*Directions for this task*. Go through the lines below and repeat each one exactly, skipping pictures.

- Opening Delimiter -

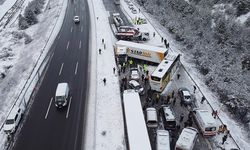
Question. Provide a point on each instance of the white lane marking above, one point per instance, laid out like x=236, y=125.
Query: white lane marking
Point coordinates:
x=59, y=36
x=76, y=68
x=67, y=115
x=80, y=44
x=67, y=46
x=208, y=143
x=48, y=108
x=61, y=69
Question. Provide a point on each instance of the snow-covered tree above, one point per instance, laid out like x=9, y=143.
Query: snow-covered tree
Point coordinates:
x=22, y=23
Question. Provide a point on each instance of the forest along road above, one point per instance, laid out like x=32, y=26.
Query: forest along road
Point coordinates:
x=112, y=7
x=49, y=128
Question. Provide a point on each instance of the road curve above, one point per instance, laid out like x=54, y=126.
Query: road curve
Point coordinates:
x=45, y=127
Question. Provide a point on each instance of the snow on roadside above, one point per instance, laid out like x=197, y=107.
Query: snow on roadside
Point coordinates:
x=243, y=18
x=7, y=4
x=26, y=55
x=107, y=118
x=236, y=129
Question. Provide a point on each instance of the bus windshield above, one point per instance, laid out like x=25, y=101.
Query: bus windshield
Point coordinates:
x=156, y=79
x=210, y=129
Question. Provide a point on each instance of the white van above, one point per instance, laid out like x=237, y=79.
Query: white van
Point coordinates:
x=187, y=139
x=168, y=117
x=13, y=120
x=152, y=121
x=205, y=121
x=62, y=94
x=162, y=140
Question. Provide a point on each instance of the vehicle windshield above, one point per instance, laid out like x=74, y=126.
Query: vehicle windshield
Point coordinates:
x=60, y=98
x=10, y=121
x=171, y=123
x=138, y=87
x=210, y=129
x=187, y=97
x=156, y=78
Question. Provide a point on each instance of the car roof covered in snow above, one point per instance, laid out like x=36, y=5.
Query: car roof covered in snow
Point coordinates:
x=61, y=89
x=185, y=140
x=164, y=66
x=141, y=46
x=168, y=113
x=206, y=118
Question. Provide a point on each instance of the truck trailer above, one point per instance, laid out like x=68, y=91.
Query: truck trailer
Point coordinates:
x=143, y=52
x=131, y=33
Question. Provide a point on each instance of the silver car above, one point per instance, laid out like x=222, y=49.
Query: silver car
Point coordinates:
x=185, y=96
x=134, y=74
x=136, y=86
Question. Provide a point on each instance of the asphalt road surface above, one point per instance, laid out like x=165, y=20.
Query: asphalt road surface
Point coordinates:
x=46, y=127
x=112, y=7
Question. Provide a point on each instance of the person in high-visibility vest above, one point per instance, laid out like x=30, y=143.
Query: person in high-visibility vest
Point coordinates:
x=144, y=68
x=130, y=62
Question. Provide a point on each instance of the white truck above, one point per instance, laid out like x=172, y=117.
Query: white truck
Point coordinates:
x=144, y=52
x=62, y=95
x=117, y=20
x=131, y=33
x=117, y=2
x=206, y=122
x=120, y=54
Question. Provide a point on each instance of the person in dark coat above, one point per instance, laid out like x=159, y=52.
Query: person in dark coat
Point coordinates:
x=203, y=99
x=224, y=138
x=178, y=76
x=173, y=94
x=181, y=117
x=174, y=101
x=104, y=81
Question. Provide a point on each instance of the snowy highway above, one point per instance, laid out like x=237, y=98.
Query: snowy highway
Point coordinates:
x=45, y=126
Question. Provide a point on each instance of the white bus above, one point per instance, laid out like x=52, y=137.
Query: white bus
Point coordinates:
x=117, y=2
x=187, y=139
x=144, y=52
x=162, y=140
x=135, y=123
x=164, y=72
x=206, y=122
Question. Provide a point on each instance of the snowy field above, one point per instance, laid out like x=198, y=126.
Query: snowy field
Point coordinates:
x=18, y=59
x=105, y=121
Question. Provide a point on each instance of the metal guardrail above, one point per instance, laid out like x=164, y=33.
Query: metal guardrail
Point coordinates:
x=36, y=75
x=185, y=70
x=11, y=12
x=207, y=101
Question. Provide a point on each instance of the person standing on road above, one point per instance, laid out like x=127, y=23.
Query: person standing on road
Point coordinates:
x=194, y=88
x=178, y=76
x=203, y=99
x=173, y=94
x=157, y=98
x=104, y=81
x=174, y=101
x=224, y=138
x=181, y=117
x=142, y=77
x=168, y=99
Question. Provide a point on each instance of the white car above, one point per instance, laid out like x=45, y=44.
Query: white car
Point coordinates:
x=134, y=74
x=185, y=96
x=136, y=86
x=134, y=11
x=76, y=19
x=13, y=120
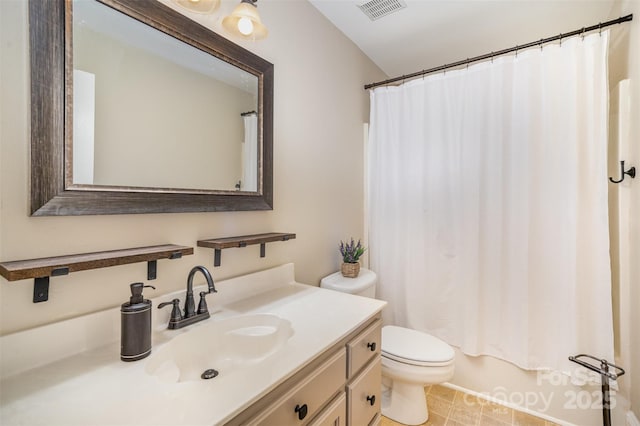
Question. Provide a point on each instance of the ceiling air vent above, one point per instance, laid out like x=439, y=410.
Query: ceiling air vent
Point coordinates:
x=376, y=9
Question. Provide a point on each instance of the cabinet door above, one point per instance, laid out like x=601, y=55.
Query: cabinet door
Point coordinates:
x=305, y=399
x=334, y=415
x=364, y=395
x=364, y=347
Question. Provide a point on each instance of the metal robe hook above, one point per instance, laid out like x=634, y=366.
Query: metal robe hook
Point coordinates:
x=631, y=172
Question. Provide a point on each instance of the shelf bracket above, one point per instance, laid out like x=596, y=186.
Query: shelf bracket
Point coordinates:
x=152, y=269
x=41, y=284
x=152, y=265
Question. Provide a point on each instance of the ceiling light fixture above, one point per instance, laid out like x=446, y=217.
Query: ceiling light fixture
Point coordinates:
x=199, y=6
x=245, y=22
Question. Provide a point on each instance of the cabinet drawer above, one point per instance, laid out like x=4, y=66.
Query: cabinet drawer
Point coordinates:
x=363, y=348
x=364, y=395
x=305, y=399
x=334, y=415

- Closing Delimiter -

*Result of this exercise*.
Question. Provide a point on each instance of the white lane marking above, one point per instance, laid out like x=236, y=125.
Query: white lane marking
Point coordinates:
x=59, y=36
x=76, y=68
x=67, y=115
x=80, y=44
x=67, y=46
x=208, y=143
x=48, y=108
x=61, y=69
Question. Provide a point on each instance of the snow-covered tree above, one point per instance, laid out like x=9, y=143.
Query: snow-covered tree
Point coordinates:
x=22, y=23
Question. Provide a point on each instance of the forest along road above, one point per instance, laid out like x=32, y=26.
Query: forest along road
Point coordinates:
x=112, y=7
x=49, y=128
Question. Provide a point on each instance of the road curve above, one point per instance, laid out like x=54, y=126.
Query: road curve
Point coordinates:
x=45, y=127
Question. Provide a point on each instance of the snow on roadside above, one point per instance, laid out like x=197, y=107.
Query: snow on roadside
Point coordinates:
x=243, y=18
x=7, y=4
x=26, y=55
x=107, y=118
x=236, y=129
Question. Provide a point on each instance of the bus windshield above, one point per instance, laid out like x=25, y=101.
Query: bus windshield
Point coordinates:
x=156, y=79
x=210, y=129
Question. Provide a point on each instance of the white van above, one point per instance, laid out like x=237, y=79.
Query: white van
Point coordinates:
x=187, y=139
x=168, y=117
x=13, y=120
x=152, y=121
x=205, y=121
x=62, y=94
x=162, y=140
Question. Provide a point on each instance of the vehicle windshield above, one point per instance, laid out like x=74, y=126.
Query: vehicle windshield
Point coordinates:
x=60, y=98
x=10, y=121
x=171, y=123
x=138, y=87
x=210, y=129
x=187, y=97
x=156, y=78
Question. Provide a point on each instance of the car roof covered in snow above, one point per instance, laid out like x=36, y=5.
Query: car roof covered in snow
Point coordinates:
x=61, y=89
x=185, y=140
x=164, y=66
x=141, y=46
x=168, y=113
x=206, y=118
Question. Provide a point on each instance of the truck trailer above, one point per instance, laid out like x=68, y=91.
Query: truck trailer
Point coordinates:
x=143, y=52
x=131, y=33
Question. Provide a point on each instance of the silver car above, one point per instance, laid out like x=222, y=49.
Query: silver car
Point coordinates:
x=185, y=96
x=134, y=74
x=136, y=86
Question. Provide a point on each instance of the asphalt road surface above, one point per instance, laid out like x=165, y=20.
Query: asphalt road surface
Point coordinates:
x=46, y=127
x=112, y=7
Question. Provide a point on each instance of the person in high-visibility vest above, one point per instance, laid out like x=30, y=143.
Query: person in high-visibility vest
Point coordinates:
x=144, y=68
x=130, y=62
Question. Provide a point on each instance of the white truck above, one point per instance, laid out like x=172, y=117.
Query: white truck
Point coordinates:
x=144, y=52
x=62, y=95
x=117, y=20
x=131, y=33
x=117, y=2
x=206, y=122
x=120, y=54
Question. Provide a point on each instance of the person in dark coat above, one point per instance, laid out like x=159, y=52.
Query: person in dark coat
Point coordinates:
x=203, y=99
x=224, y=138
x=178, y=76
x=173, y=94
x=181, y=117
x=174, y=101
x=104, y=81
Question. Provide a point on each instance of the snowy highway above, one point per instance, laid out like x=237, y=98.
Query: snowy highway
Point coordinates:
x=45, y=126
Question. Provide a point on each instance of the white bus above, one point per instance, laid out like x=52, y=137.
Query: white bus
Point coordinates:
x=117, y=2
x=187, y=139
x=144, y=52
x=162, y=140
x=135, y=123
x=164, y=72
x=206, y=122
Question. Provide a point on each instance of the snowy field above, one point per instance, laid out like x=198, y=126.
Query: snowy field
Point coordinates:
x=18, y=59
x=105, y=121
Question. Provide a point on each instance of the metal guardrail above, one point per instance, laid out like x=164, y=33.
Query: metal guardrail
Point coordinates:
x=36, y=75
x=185, y=70
x=11, y=12
x=207, y=101
Question. Provide a point on each instance of the person standing on road above, one point per instance, laid out like x=127, y=23.
Query: person standing on road
Point coordinates:
x=194, y=88
x=178, y=76
x=203, y=99
x=173, y=94
x=157, y=98
x=104, y=81
x=174, y=101
x=224, y=138
x=181, y=117
x=142, y=77
x=168, y=99
Question. Provide a point on each instance of the white car above, one point per instance, laid out like x=45, y=44.
Query: white car
Point coordinates:
x=134, y=74
x=185, y=96
x=136, y=86
x=134, y=11
x=76, y=19
x=13, y=120
Question. Provide a point on each instance of the ceiling air vent above, one point per instance, laid out like x=439, y=410.
Query: ceiling air vent
Point coordinates:
x=376, y=9
Question. Provide a point on each instance of the cabinet door above, one point per instance, laid out like x=601, y=55.
Query: cabinet door
Point coordinates:
x=305, y=399
x=334, y=415
x=364, y=395
x=364, y=347
Question. Provide a point on each instance of the metal robe hook above, one point per instance, laid out like x=634, y=366.
Query: metal robe hook
Point coordinates:
x=631, y=172
Question. Provide a point on each instance of the shelf bracket above, one point per instance, laid out like x=596, y=186.
Query: shelf bracket
Point coordinates:
x=152, y=269
x=41, y=284
x=152, y=265
Question. Provide a point on each instance of the ceiling light fixture above, one point per instance, laid out like x=446, y=217.
Query: ceiling light fixture
Point coordinates:
x=199, y=6
x=245, y=22
Question. Provide a point on each instance of the cabinet drawer above, one point per instance, laid out like x=4, y=66.
Query: cabinet drawer
Point coordinates:
x=363, y=348
x=364, y=395
x=305, y=399
x=334, y=415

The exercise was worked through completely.